* [What you have to do]
All that is wanted is a word-for-word copy of the line with "Objective — a point for each instance of the dresser" and every line after it in the data below.
■ ■ ■ ■ ■ ■ ■
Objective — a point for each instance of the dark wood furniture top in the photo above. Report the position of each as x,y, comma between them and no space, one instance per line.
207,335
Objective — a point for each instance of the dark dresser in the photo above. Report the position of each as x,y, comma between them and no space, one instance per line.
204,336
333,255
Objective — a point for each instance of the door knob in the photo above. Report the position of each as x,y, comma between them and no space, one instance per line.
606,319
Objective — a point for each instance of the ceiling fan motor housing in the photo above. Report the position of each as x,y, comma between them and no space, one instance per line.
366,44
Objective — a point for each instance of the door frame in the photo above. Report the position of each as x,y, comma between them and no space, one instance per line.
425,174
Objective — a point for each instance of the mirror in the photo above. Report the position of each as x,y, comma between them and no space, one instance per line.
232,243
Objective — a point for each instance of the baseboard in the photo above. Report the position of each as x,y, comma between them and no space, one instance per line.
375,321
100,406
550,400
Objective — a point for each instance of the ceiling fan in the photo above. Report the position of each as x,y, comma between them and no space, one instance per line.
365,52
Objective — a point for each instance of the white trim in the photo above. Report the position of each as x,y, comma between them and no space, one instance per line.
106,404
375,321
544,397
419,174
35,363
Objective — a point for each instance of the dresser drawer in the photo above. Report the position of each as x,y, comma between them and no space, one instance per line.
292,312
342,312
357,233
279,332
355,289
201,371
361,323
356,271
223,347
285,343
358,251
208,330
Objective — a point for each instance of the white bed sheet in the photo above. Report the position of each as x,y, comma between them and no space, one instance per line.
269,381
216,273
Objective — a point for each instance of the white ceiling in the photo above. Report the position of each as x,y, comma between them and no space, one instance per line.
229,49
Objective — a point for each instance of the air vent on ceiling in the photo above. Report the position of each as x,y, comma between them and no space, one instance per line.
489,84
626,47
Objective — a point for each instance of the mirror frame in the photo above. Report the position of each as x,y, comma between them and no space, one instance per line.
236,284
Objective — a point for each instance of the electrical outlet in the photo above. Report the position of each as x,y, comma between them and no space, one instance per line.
■ ■ ■ ■ ■ ■ ■
* [Worked solution]
Objective — a point for each instance of the dresser drawer in the photo above. Report the position of each as x,y, comma between them and no space, one instance per line.
292,312
342,312
357,233
279,332
355,289
201,371
361,323
356,271
223,347
285,343
358,251
208,330
Objective — a point for each instance of the white bed sheet in the photo above. Report the position of each as x,y, comma between them and no space, one instance per line.
269,381
216,273
Objective — a point for each instance of the white ceiling in the photo above. Report the position of each as x,y, comma between them and no space, one instance per line.
229,49
Objective — a point for each instance of the air vent on ceiling in the photo above. Report the position of each as x,y, comma between them and no space, one instance per line.
489,84
626,47
Objective — a point for each instance of the mirror frame in the photo above. Report the position of each as x,y, comma between them and no space, one instance per line.
236,284
Objective — a point for each instance of the electrical outlet in the photo above. Report the position of each as x,y, comma between them and no space, one instance per line.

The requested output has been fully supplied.